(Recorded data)

══════════

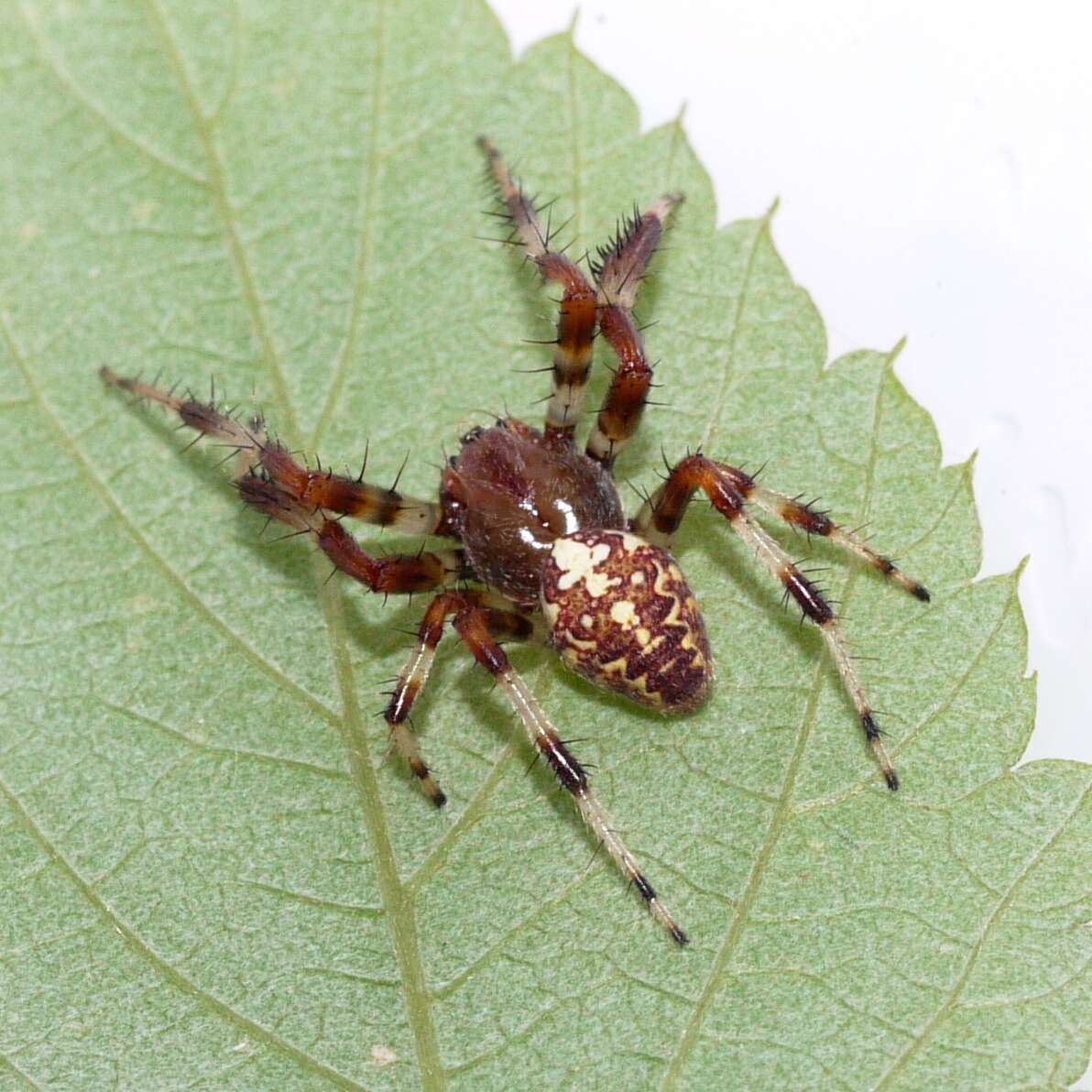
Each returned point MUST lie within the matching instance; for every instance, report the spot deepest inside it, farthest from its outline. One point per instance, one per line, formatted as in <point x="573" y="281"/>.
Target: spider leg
<point x="620" y="268"/>
<point x="398" y="574"/>
<point x="473" y="625"/>
<point x="414" y="677"/>
<point x="814" y="522"/>
<point x="318" y="488"/>
<point x="575" y="325"/>
<point x="728" y="489"/>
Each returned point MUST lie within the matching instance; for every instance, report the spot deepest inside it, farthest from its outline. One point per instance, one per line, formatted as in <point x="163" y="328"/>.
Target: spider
<point x="546" y="551"/>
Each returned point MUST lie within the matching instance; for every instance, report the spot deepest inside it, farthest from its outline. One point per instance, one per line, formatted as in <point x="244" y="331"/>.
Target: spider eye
<point x="620" y="613"/>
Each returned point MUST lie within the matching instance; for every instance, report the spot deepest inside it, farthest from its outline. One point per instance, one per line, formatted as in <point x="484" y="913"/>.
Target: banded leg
<point x="575" y="325"/>
<point x="318" y="488"/>
<point x="473" y="626"/>
<point x="728" y="489"/>
<point x="618" y="272"/>
<point x="415" y="674"/>
<point x="398" y="574"/>
<point x="790" y="510"/>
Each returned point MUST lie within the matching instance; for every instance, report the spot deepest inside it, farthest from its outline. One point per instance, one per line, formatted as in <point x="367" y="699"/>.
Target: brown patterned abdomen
<point x="620" y="613"/>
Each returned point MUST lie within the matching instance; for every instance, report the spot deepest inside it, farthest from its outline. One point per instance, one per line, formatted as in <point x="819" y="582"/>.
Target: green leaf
<point x="212" y="875"/>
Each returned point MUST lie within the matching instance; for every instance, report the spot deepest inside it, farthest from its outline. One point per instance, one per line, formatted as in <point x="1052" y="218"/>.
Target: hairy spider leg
<point x="619" y="271"/>
<point x="311" y="488"/>
<point x="659" y="527"/>
<point x="414" y="677"/>
<point x="473" y="625"/>
<point x="575" y="324"/>
<point x="728" y="489"/>
<point x="806" y="518"/>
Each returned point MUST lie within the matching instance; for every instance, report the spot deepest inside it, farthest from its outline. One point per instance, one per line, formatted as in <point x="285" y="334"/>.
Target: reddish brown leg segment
<point x="575" y="328"/>
<point x="473" y="626"/>
<point x="415" y="674"/>
<point x="619" y="272"/>
<point x="318" y="488"/>
<point x="729" y="489"/>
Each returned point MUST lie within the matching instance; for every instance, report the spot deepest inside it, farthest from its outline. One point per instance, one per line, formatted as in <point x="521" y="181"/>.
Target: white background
<point x="934" y="163"/>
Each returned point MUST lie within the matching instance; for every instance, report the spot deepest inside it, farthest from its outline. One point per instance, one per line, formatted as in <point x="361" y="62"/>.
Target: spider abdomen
<point x="518" y="494"/>
<point x="619" y="612"/>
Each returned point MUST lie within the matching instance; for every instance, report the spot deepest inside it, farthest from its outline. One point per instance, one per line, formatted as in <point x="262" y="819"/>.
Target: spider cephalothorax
<point x="541" y="532"/>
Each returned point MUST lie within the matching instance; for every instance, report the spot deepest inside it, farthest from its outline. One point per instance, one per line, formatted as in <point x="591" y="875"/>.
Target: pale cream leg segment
<point x="816" y="607"/>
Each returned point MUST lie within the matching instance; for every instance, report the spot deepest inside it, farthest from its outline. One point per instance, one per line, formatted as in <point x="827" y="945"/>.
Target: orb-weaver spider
<point x="545" y="548"/>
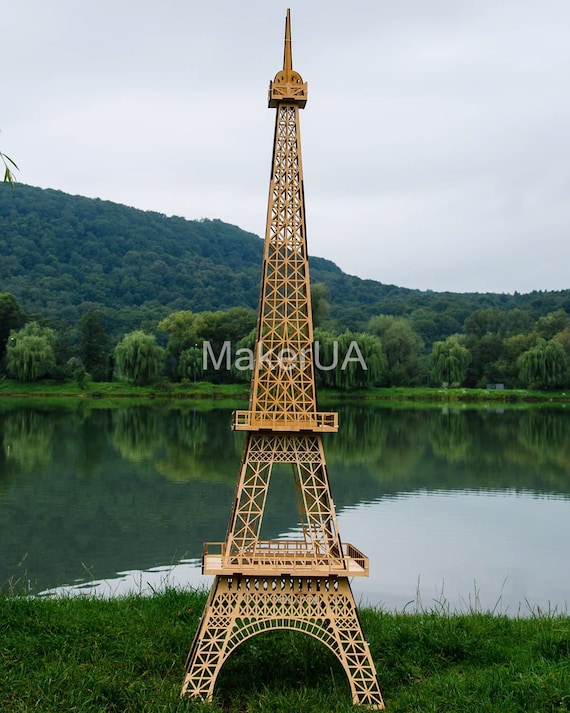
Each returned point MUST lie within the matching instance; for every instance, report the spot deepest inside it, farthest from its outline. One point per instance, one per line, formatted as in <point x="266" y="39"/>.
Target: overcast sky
<point x="436" y="138"/>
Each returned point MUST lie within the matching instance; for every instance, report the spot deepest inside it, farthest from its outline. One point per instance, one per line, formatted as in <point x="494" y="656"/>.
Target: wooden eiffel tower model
<point x="263" y="585"/>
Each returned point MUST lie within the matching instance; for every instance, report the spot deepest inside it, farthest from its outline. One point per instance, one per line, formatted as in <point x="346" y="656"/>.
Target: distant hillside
<point x="63" y="256"/>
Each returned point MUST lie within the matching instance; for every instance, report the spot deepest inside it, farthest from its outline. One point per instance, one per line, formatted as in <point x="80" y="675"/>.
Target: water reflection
<point x="86" y="493"/>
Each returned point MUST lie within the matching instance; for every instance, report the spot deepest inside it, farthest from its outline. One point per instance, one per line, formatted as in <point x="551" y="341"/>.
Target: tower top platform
<point x="288" y="85"/>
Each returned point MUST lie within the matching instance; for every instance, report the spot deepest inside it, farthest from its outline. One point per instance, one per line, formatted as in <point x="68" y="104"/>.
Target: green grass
<point x="128" y="655"/>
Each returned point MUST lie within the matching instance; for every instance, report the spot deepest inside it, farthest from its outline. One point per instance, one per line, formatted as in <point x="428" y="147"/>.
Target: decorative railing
<point x="254" y="421"/>
<point x="284" y="557"/>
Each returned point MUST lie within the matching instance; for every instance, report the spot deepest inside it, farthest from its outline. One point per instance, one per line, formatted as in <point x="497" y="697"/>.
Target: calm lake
<point x="457" y="507"/>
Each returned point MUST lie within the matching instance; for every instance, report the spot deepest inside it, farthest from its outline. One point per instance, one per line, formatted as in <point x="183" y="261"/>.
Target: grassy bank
<point x="207" y="391"/>
<point x="128" y="654"/>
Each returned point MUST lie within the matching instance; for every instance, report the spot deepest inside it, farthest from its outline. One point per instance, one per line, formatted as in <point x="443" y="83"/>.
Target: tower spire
<point x="288" y="84"/>
<point x="288" y="53"/>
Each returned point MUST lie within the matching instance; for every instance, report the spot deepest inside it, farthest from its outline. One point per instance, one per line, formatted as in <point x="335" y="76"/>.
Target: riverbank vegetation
<point x="127" y="654"/>
<point x="91" y="290"/>
<point x="208" y="393"/>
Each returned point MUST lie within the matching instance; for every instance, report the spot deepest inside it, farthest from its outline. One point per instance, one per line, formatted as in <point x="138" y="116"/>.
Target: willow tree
<point x="349" y="360"/>
<point x="139" y="359"/>
<point x="30" y="352"/>
<point x="544" y="366"/>
<point x="449" y="361"/>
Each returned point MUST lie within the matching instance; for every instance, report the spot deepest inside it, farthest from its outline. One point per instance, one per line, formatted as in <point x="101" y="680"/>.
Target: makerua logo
<point x="286" y="359"/>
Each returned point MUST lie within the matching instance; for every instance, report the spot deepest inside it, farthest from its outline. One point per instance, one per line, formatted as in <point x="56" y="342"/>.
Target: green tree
<point x="402" y="346"/>
<point x="449" y="361"/>
<point x="30" y="353"/>
<point x="349" y="360"/>
<point x="94" y="346"/>
<point x="76" y="370"/>
<point x="320" y="302"/>
<point x="544" y="366"/>
<point x="139" y="359"/>
<point x="9" y="166"/>
<point x="191" y="364"/>
<point x="552" y="323"/>
<point x="11" y="317"/>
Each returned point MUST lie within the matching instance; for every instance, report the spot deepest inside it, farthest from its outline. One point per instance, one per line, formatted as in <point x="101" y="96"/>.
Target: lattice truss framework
<point x="316" y="508"/>
<point x="239" y="608"/>
<point x="283" y="584"/>
<point x="283" y="377"/>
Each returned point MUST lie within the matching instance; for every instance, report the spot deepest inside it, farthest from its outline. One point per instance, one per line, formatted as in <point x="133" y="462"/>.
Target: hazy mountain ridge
<point x="64" y="255"/>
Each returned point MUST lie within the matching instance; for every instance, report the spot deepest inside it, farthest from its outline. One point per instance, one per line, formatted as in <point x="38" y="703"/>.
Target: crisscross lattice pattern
<point x="239" y="608"/>
<point x="283" y="584"/>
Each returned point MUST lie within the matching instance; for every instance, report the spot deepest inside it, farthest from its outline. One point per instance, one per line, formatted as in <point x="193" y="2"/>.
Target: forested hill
<point x="63" y="256"/>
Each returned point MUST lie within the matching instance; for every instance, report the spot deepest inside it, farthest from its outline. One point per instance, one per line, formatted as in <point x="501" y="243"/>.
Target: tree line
<point x="494" y="347"/>
<point x="65" y="256"/>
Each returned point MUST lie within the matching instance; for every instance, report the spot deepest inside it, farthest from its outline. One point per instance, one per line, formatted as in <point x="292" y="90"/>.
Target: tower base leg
<point x="240" y="607"/>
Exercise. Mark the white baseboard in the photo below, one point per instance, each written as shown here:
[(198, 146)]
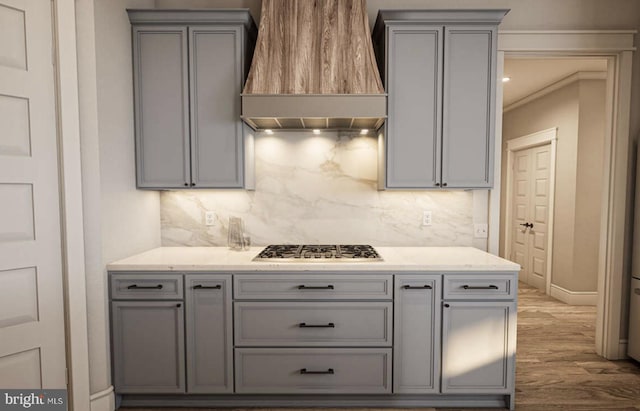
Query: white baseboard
[(103, 400), (622, 349), (574, 297)]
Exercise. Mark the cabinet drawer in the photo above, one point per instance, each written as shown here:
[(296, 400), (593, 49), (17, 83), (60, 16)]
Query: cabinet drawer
[(313, 324), (480, 287), (312, 287), (311, 371), (146, 287)]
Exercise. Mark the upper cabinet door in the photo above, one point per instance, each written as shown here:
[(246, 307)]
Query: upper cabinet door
[(469, 106), (216, 63), (414, 84), (161, 94)]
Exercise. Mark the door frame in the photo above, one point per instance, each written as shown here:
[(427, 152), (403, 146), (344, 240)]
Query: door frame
[(617, 47), (71, 206), (540, 138)]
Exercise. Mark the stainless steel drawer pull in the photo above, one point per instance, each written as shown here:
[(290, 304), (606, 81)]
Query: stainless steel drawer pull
[(207, 287), (305, 371), (480, 287), (144, 287), (305, 325), (417, 287), (322, 287)]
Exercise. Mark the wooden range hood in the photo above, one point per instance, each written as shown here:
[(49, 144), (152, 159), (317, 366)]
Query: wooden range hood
[(314, 68)]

══════════

§ EXERCISE AIM
Return a copy of each line in the entries that contains "written".

§ ANSWER FOR THE TASK
Exercise. Mark the white baseboard in the photo below, one point per instance, each written as shown here:
Exercise. Mark the cabinet drawer in the photo above, one point per instance, each written as shown here:
Exercise. Mark the upper cabinet door in the photo above, one point per instance, each written as shown here:
Exercise. Mark the door frame in the photo above, one point per instance, each written as shown here:
Exercise. Mark the stainless steel drawer pull in the photo above, one point per instance, each written as shown here:
Exercise. Mark the wooden range hood in the photo above, one point per instance, each written as shown here:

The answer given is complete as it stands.